Position identification records
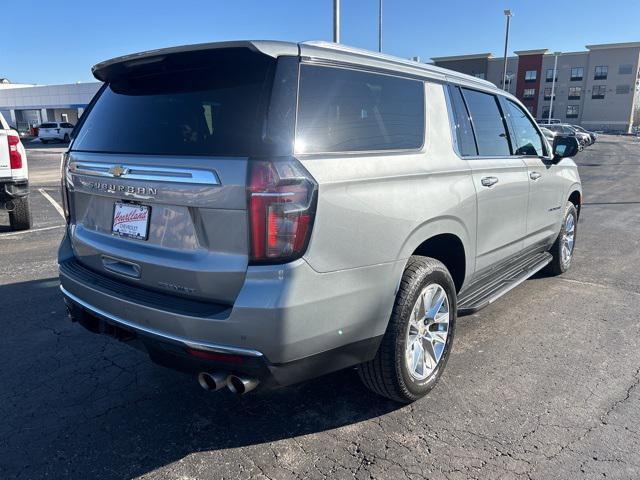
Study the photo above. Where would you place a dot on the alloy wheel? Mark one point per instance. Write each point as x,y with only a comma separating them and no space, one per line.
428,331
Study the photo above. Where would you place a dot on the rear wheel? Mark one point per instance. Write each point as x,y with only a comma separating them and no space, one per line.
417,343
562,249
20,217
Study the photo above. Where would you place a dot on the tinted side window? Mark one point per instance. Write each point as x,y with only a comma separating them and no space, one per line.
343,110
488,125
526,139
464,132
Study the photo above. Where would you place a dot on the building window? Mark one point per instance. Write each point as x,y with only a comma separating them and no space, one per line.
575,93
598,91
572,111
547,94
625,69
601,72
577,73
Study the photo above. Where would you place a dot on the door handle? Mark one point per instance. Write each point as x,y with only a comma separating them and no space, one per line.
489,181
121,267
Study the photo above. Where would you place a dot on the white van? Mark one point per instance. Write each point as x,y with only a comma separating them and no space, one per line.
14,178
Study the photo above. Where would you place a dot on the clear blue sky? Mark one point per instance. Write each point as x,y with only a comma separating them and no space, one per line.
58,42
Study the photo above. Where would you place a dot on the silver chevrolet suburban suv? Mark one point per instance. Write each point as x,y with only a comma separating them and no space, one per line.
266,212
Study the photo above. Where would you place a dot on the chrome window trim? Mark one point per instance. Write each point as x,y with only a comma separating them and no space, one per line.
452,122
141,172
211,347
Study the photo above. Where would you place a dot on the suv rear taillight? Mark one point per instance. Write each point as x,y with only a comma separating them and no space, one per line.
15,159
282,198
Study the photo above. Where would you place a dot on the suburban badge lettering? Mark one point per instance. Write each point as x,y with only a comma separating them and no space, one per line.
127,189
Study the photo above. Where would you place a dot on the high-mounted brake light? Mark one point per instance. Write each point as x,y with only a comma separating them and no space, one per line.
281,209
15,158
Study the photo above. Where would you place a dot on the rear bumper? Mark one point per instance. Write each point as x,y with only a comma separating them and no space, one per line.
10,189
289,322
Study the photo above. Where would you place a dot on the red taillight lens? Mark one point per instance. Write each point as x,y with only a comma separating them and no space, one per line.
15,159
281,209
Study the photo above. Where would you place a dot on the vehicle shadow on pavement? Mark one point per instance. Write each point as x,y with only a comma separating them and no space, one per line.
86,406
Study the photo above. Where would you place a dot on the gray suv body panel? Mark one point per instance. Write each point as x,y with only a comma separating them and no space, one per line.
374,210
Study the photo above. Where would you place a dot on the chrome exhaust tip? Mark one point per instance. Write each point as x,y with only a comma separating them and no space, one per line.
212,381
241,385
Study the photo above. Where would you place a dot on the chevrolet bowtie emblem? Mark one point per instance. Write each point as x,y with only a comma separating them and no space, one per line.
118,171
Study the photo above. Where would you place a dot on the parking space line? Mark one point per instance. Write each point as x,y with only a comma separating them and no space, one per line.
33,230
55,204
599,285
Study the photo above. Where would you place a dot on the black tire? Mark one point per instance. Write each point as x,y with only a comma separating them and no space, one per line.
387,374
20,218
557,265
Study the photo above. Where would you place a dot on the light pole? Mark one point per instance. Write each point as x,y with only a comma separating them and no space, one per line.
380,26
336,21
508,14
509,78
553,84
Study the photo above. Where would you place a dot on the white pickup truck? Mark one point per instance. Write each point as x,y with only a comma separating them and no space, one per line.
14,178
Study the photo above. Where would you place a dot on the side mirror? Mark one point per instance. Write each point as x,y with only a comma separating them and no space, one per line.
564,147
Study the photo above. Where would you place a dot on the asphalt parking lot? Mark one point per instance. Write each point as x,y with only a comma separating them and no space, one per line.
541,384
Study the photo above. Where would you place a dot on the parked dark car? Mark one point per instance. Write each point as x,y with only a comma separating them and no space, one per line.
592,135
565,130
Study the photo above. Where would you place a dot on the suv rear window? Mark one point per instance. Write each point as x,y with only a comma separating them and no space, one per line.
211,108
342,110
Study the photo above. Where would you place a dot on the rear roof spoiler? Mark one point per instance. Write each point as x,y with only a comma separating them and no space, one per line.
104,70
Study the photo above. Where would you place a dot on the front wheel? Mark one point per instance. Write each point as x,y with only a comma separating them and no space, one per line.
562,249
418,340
* * *
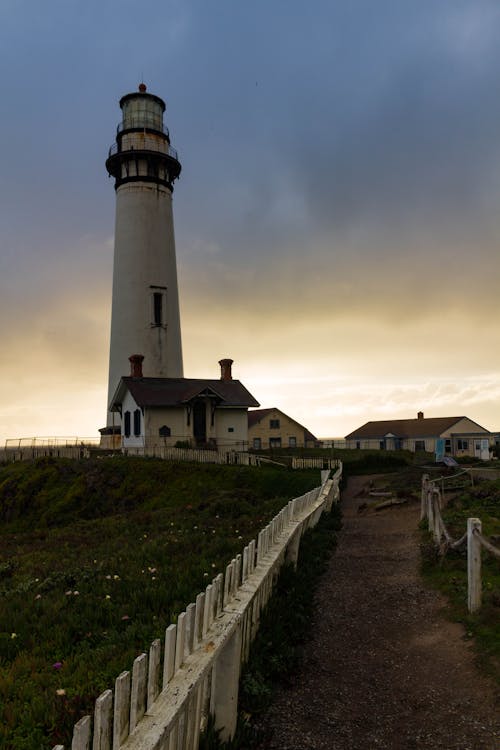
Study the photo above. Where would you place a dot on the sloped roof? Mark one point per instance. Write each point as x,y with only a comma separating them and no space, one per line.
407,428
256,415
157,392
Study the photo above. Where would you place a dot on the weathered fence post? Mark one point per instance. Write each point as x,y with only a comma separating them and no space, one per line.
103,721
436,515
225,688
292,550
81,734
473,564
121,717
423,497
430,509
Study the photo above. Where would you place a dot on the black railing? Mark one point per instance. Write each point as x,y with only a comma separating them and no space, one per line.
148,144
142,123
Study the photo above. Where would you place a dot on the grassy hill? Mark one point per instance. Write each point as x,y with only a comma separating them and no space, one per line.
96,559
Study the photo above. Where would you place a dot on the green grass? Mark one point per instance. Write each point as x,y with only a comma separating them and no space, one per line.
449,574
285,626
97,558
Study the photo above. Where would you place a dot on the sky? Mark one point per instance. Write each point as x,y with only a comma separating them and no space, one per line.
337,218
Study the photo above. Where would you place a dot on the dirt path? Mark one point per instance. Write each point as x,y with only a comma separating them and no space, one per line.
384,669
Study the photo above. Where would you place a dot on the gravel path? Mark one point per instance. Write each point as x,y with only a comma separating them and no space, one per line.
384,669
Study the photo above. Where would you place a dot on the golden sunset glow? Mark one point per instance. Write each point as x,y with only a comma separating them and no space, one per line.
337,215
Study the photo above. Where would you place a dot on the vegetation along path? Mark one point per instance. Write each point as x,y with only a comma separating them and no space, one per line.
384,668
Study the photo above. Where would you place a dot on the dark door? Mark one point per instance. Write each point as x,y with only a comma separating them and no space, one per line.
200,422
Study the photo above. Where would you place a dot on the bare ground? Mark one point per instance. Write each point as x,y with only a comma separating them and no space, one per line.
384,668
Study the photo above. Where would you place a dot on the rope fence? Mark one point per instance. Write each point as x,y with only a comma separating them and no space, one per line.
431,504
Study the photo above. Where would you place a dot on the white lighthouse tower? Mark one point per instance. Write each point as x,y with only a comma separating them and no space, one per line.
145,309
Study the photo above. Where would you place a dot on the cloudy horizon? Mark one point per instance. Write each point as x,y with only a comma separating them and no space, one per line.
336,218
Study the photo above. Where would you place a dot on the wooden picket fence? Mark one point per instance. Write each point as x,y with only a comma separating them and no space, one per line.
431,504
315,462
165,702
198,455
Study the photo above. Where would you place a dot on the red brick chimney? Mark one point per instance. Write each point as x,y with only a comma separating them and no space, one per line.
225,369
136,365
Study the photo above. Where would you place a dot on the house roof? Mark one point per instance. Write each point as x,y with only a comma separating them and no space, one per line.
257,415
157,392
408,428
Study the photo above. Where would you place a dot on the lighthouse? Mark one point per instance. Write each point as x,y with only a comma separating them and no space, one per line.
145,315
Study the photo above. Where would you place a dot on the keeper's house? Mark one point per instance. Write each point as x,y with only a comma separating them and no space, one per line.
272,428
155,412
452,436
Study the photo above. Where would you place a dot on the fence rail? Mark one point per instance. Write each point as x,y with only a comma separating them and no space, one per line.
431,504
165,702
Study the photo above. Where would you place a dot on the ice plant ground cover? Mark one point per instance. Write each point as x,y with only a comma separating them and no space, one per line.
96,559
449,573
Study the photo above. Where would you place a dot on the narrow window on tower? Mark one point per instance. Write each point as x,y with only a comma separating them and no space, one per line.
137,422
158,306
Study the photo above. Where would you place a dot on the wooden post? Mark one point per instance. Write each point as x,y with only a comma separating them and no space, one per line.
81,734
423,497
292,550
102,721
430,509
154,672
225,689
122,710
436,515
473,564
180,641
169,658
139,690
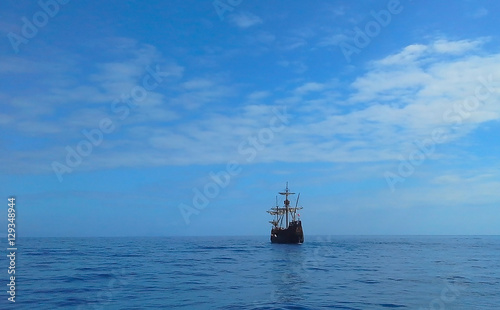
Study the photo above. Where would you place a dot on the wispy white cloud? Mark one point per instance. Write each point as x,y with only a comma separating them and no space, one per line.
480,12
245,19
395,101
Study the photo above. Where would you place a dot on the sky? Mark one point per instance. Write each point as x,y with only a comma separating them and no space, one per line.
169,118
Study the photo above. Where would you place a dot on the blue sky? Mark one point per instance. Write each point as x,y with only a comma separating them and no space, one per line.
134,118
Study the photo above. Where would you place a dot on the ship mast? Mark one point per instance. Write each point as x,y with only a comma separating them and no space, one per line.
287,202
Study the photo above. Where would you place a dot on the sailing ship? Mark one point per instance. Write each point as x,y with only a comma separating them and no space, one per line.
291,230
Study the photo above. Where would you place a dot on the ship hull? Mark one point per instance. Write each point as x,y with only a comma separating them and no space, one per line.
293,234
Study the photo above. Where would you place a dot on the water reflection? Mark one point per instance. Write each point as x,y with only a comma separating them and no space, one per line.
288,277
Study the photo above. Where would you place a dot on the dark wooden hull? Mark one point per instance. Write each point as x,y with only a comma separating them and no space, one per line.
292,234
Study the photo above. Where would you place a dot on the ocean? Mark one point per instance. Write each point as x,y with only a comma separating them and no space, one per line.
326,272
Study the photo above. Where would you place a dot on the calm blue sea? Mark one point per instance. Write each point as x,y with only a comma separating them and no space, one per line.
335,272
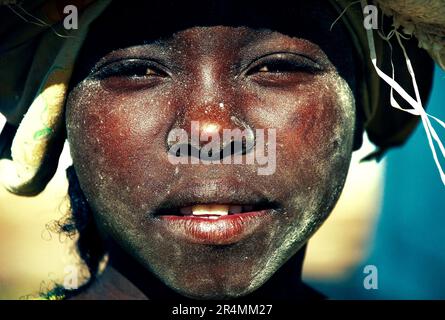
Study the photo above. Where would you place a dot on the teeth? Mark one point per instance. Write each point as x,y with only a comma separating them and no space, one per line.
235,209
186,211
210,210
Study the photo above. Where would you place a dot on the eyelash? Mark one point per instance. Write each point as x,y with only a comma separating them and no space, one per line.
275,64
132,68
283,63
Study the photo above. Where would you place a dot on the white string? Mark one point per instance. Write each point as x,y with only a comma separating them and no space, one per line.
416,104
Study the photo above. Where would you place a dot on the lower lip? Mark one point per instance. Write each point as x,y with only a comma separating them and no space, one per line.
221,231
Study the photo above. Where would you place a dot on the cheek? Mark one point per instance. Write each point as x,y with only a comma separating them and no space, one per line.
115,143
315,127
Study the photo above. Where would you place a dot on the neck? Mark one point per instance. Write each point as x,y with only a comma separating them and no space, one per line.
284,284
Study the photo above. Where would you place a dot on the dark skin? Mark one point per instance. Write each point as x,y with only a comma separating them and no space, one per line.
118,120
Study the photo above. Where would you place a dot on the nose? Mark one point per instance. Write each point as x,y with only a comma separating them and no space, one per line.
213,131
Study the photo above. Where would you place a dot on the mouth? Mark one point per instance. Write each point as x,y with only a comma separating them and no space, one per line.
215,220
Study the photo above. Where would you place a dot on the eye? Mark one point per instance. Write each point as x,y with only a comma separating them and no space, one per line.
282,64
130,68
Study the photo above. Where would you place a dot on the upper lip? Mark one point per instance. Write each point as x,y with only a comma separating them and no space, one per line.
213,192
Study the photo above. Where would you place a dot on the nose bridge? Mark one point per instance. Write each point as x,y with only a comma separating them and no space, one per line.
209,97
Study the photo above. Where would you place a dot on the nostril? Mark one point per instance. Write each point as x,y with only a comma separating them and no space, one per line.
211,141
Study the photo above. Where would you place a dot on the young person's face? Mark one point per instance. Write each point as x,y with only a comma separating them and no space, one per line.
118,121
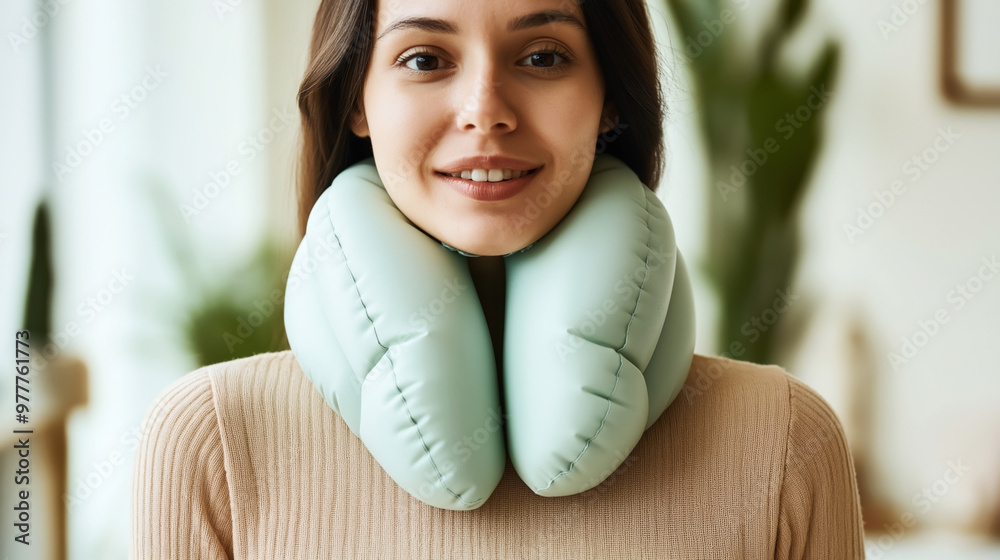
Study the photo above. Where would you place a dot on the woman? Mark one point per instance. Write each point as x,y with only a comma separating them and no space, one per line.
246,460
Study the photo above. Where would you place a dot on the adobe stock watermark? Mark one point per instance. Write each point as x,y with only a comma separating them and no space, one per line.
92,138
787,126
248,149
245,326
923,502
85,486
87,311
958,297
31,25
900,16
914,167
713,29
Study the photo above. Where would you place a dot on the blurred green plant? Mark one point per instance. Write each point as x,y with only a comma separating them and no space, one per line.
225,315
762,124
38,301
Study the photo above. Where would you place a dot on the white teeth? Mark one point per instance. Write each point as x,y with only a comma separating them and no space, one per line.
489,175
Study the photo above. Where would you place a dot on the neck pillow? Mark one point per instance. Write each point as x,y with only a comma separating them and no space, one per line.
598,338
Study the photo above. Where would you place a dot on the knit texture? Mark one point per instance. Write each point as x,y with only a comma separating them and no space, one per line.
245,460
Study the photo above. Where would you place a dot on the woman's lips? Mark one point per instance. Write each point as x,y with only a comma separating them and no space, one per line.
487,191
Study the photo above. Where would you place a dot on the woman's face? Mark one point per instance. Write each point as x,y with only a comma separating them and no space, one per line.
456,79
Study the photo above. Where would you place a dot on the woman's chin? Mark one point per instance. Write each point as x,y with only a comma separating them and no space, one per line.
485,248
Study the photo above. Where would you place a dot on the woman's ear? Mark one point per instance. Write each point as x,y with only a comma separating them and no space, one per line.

**Requirement:**
Find every line in the rows above that contains the string "tower", and copy each of those lines in full.

**Task result:**
Study the photo above. Where would you place a dot on the white lighthouse tower? Mark one point per instance. Write each point as x,y with only a comma separating them and no space, one per line.
Study the photo above. Where would you place a dot on the narrow window on tower? Mark one point per instance. Write each point as x,y with only a comma separating them and no space, one per line.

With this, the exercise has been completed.